** RECORDS PROVIDED follows **

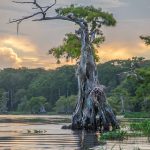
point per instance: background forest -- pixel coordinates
(33, 91)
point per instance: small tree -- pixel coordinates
(91, 103)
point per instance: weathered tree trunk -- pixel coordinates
(92, 111)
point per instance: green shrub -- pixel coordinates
(114, 135)
(137, 115)
(143, 127)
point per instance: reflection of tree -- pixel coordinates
(87, 139)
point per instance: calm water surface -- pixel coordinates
(40, 136)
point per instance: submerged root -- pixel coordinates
(96, 113)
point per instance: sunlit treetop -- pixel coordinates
(94, 18)
(83, 16)
(89, 13)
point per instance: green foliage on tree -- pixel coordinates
(71, 47)
(22, 84)
(3, 101)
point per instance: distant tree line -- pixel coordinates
(38, 91)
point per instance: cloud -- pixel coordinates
(123, 50)
(18, 43)
(8, 58)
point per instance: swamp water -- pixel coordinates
(20, 132)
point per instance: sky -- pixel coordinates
(30, 47)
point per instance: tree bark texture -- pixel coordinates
(92, 111)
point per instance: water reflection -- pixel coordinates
(87, 139)
(15, 136)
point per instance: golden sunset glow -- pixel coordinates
(30, 48)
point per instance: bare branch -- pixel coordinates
(24, 18)
(43, 11)
(50, 6)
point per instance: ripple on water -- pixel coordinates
(14, 136)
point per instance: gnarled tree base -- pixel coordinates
(95, 114)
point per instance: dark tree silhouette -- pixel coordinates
(92, 110)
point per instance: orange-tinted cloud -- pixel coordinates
(122, 50)
(8, 58)
(18, 43)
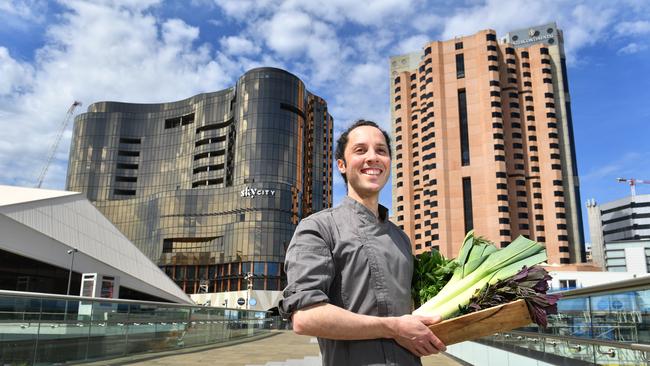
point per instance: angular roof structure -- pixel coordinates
(44, 224)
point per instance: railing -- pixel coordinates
(581, 350)
(606, 325)
(42, 329)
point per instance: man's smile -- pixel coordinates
(371, 171)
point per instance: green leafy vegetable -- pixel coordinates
(487, 266)
(430, 273)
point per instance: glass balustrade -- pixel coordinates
(42, 329)
(610, 327)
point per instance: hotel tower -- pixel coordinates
(484, 141)
(211, 187)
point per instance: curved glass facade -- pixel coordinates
(213, 186)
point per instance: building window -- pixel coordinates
(467, 203)
(464, 134)
(460, 66)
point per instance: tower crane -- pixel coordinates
(59, 135)
(632, 182)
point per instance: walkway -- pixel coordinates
(282, 349)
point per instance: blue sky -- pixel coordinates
(52, 53)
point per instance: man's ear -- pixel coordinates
(340, 163)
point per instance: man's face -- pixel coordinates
(367, 161)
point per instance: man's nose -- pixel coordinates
(372, 155)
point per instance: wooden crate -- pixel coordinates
(482, 323)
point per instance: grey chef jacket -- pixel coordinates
(347, 257)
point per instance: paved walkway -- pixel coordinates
(281, 349)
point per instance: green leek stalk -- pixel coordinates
(498, 264)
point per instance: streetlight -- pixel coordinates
(71, 251)
(249, 279)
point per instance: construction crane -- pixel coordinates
(632, 182)
(59, 135)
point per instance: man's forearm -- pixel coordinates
(329, 321)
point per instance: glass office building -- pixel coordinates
(212, 187)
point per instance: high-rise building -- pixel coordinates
(620, 234)
(212, 187)
(483, 140)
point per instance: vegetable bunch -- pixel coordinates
(529, 284)
(481, 271)
(431, 271)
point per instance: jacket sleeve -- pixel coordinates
(309, 267)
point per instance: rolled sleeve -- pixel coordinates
(309, 267)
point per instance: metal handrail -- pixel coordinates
(589, 341)
(42, 295)
(632, 284)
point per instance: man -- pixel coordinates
(349, 268)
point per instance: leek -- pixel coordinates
(481, 264)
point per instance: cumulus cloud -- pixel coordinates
(16, 77)
(633, 28)
(128, 50)
(235, 45)
(413, 44)
(29, 10)
(632, 48)
(97, 52)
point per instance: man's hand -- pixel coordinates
(412, 332)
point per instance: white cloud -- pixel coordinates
(97, 52)
(246, 9)
(633, 28)
(16, 77)
(289, 33)
(413, 44)
(29, 10)
(235, 45)
(632, 48)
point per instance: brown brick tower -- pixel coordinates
(483, 140)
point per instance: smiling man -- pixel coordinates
(349, 268)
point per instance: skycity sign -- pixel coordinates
(254, 192)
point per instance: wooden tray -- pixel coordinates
(482, 323)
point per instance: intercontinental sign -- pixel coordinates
(532, 39)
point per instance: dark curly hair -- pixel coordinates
(342, 142)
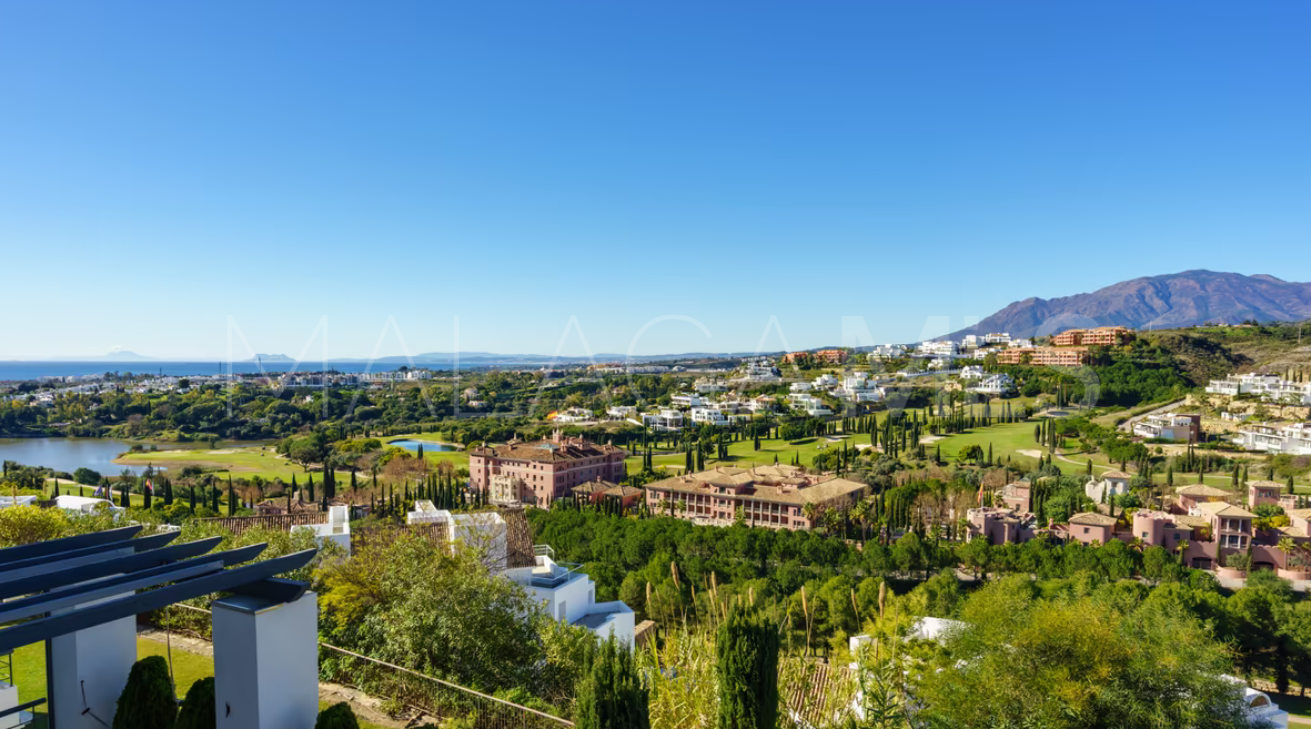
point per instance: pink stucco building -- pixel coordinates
(543, 471)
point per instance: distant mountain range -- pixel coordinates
(1156, 302)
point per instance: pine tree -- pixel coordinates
(747, 648)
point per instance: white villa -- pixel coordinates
(336, 529)
(666, 420)
(1291, 439)
(1112, 483)
(570, 595)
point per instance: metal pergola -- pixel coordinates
(43, 586)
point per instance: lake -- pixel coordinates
(409, 445)
(68, 454)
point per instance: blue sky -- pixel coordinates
(169, 168)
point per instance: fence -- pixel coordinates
(441, 699)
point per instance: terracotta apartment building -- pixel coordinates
(823, 355)
(543, 471)
(1044, 355)
(768, 496)
(1107, 336)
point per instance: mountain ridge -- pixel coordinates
(1168, 300)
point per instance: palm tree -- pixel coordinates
(1288, 547)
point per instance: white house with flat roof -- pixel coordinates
(569, 595)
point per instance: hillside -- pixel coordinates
(1158, 302)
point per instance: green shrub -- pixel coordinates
(747, 648)
(611, 694)
(147, 702)
(198, 709)
(337, 716)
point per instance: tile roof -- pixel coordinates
(1222, 509)
(784, 484)
(572, 449)
(1091, 519)
(1200, 489)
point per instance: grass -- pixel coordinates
(260, 460)
(29, 670)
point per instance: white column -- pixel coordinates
(88, 670)
(266, 662)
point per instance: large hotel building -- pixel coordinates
(543, 471)
(768, 496)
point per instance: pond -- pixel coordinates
(429, 447)
(68, 454)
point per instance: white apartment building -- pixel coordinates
(936, 349)
(687, 400)
(886, 352)
(574, 414)
(667, 418)
(761, 371)
(1170, 426)
(707, 386)
(995, 384)
(1291, 439)
(709, 414)
(972, 373)
(809, 404)
(1272, 388)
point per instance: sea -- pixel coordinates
(19, 371)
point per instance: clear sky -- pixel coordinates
(169, 168)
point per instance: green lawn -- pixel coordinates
(29, 669)
(241, 463)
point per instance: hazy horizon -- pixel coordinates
(189, 181)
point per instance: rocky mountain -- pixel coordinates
(1156, 302)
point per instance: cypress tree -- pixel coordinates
(198, 709)
(747, 648)
(147, 699)
(611, 694)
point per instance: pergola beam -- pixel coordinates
(121, 565)
(227, 580)
(87, 591)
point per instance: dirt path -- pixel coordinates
(366, 707)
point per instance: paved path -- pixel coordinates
(1128, 426)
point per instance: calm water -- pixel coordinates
(33, 370)
(413, 446)
(68, 454)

** End of RECORDS PROVIDED **

• [TASK TO COMPLETE] Retype every entry word for word, but do not carry over the pictures.

• [SOLUTION TO THIS TASK]
point per instance: background forest -- pixel coordinates
(33, 91)
point per instance: small tree -- pixel coordinates
(91, 103)
point per instance: weathered tree trunk -- pixel coordinates
(92, 111)
point per instance: green shrub -- pixel coordinates
(114, 135)
(137, 115)
(143, 127)
point per instance: reflection of tree -- pixel coordinates
(87, 139)
point per instance: calm water surface -- pixel coordinates
(40, 136)
point per instance: submerged root -- pixel coordinates
(96, 113)
point per instance: sunlit treetop -- pixel coordinates
(94, 18)
(83, 16)
(89, 13)
point per instance: green foliage on tree -- pixel coordinates
(71, 47)
(22, 84)
(3, 101)
point per instance: distant tree line -- pixel coordinates
(38, 91)
point per instance: cloud -- pixel coordinates
(123, 50)
(18, 43)
(8, 58)
point per instance: swamp water -- pixel coordinates
(20, 132)
point per instance: sky -- pixel coordinates
(30, 47)
point per instance: tree bark texture -- pixel coordinates
(92, 111)
point per instance: water reflection -- pixel coordinates
(87, 139)
(15, 136)
point per instance: golden sunset glow -- pixel coordinates
(30, 48)
point per instance: bare branch -- pixel coordinates
(24, 18)
(43, 11)
(50, 6)
point per instance: ripple on water -- pixel coordinates
(14, 136)
point per instance: gnarled tree base -- pixel coordinates
(95, 114)
point per instance: dark tree silhouette -- pixel coordinates
(92, 110)
point per instance: orange-tinted cloud -- pixel coordinates
(122, 50)
(8, 58)
(18, 43)
point per instance: angular roof structure -- pixel coordinates
(44, 224)
point per instance: railing -- pixel coordinates
(581, 350)
(606, 325)
(42, 329)
point per instance: man's smile -- pixel coordinates
(371, 171)
point per instance: green leafy vegetable -- pixel coordinates
(487, 266)
(430, 273)
point per instance: glass balustrade -- pixel coordinates
(42, 329)
(610, 327)
point per instance: hotel tower -- pixel coordinates
(484, 141)
(211, 187)
point per instance: curved glass facade -- pixel coordinates
(213, 186)
point per instance: building window -- pixel coordinates
(467, 203)
(464, 134)
(460, 66)
point per instance: tower crane -- pixel coordinates
(59, 135)
(632, 182)
point per instance: walkway -- pixel coordinates
(282, 349)
point per instance: blue sky -- pixel coordinates
(52, 53)
point per instance: man's ear -- pixel coordinates
(340, 163)
point per instance: man's face -- pixel coordinates
(367, 161)
point per instance: man's nose -- pixel coordinates
(372, 155)
point per instance: wooden crate -- pixel coordinates
(482, 323)
point per instance: grey chef jacket -- pixel coordinates
(347, 257)
point per instance: paved walkway -- pixel coordinates
(281, 349)
point per instance: green leek stalk -- pixel coordinates
(498, 264)
point per instance: streetlight -- pixel coordinates
(71, 251)
(249, 279)
point per instance: construction crane -- pixel coordinates
(632, 182)
(59, 135)
point per instance: man's forearm -- pixel coordinates
(329, 321)
point per instance: glass office building -- pixel coordinates
(212, 187)
point per instance: high-rise building -- pixel coordinates
(620, 234)
(212, 187)
(483, 140)
point per instance: vegetable bunch -- pixel coordinates
(529, 284)
(481, 271)
(431, 271)
point per instance: jacket sleeve -- pixel coordinates
(309, 267)
point per instance: rolled sleeve -- pixel coordinates
(309, 267)
point per instance: metal handrail -- pixel coordinates
(589, 341)
(42, 295)
(632, 284)
point per instance: man -- pixel coordinates
(349, 268)
point per instance: leek -- pixel coordinates
(481, 264)
point per instance: cumulus cloud -- pixel coordinates
(16, 77)
(633, 28)
(128, 50)
(235, 45)
(413, 44)
(29, 10)
(632, 48)
(97, 52)
point per instance: man's hand -- pixel coordinates
(412, 332)
point per instance: white cloud -- pixel coordinates
(97, 52)
(246, 9)
(633, 28)
(16, 77)
(289, 33)
(413, 44)
(29, 10)
(235, 45)
(632, 48)
point per instance: brown brick tower -- pixel coordinates
(483, 140)
point per instance: smiling man -- pixel coordinates
(349, 268)
point per instance: skycity sign -- pixel coordinates
(254, 192)
point per instance: wooden tray -- pixel coordinates
(482, 323)
point per instance: intercontinental sign -- pixel coordinates
(532, 39)
point per instance: dark curly hair -- pixel coordinates
(342, 142)
point per instance: pink stucco building -- pixel coordinates
(543, 471)
point per instance: distant mountain range -- pixel coordinates
(1156, 302)
point per instance: pine tree -- pixel coordinates
(747, 648)
point per instance: white villa -- pixel coordinates
(336, 529)
(666, 420)
(1291, 439)
(1112, 483)
(570, 595)
point per instance: metal pergola -- pixel coordinates
(43, 586)
point per instance: lake -- pixel coordinates
(409, 445)
(68, 454)
point per instance: blue sky -- pixel coordinates
(169, 168)
point per instance: fence -- pixel coordinates
(441, 699)
point per instance: terracotta apartment building -- pixel coordinates
(823, 355)
(543, 471)
(1044, 355)
(768, 496)
(1107, 336)
point per instance: mountain ridge -- pixel coordinates
(1168, 300)
point per instance: palm tree -- pixel coordinates
(1288, 547)
point per instance: white house with flat roof -- pixel coordinates
(569, 595)
point per instance: hillside -- pixel coordinates
(1158, 302)
point per instance: green shrub -- pixel coordinates
(747, 648)
(611, 694)
(147, 702)
(198, 709)
(337, 716)
point per instance: tile roof -- pixel coordinates
(1222, 509)
(784, 484)
(572, 449)
(1091, 519)
(1200, 489)
point per instance: grass -- pixel coordinates
(260, 460)
(29, 670)
point per instance: white column -- pixel coordinates
(88, 670)
(266, 662)
point per instance: large hotel building -- pixel coordinates
(543, 471)
(768, 496)
point per instance: pond -- pixel coordinates
(429, 447)
(68, 454)
point per instance: white apartment building -- pixel coordinates
(936, 349)
(687, 400)
(886, 352)
(574, 414)
(667, 418)
(761, 371)
(1170, 426)
(707, 386)
(995, 384)
(1291, 439)
(709, 414)
(972, 373)
(809, 404)
(1272, 388)
point per instance: sea -- pixel coordinates
(19, 371)
point per instance: clear sky -- pixel coordinates
(169, 168)
point per instance: green lawn -- pixel coordinates
(29, 669)
(241, 463)
point per instance: hazy horizon -- pixel coordinates
(189, 181)
point per instance: rocky mountain -- pixel coordinates
(1156, 302)
point per instance: cypress tree -- pixel coordinates
(198, 709)
(747, 648)
(147, 699)
(611, 694)
point per instance: pergola beam -- pixel coordinates
(121, 565)
(227, 580)
(87, 591)
point per instance: dirt path -- pixel coordinates
(366, 707)
point per instance: paved path -- pixel coordinates
(1128, 426)
point per instance: calm water -- pixel coordinates
(33, 370)
(413, 446)
(68, 454)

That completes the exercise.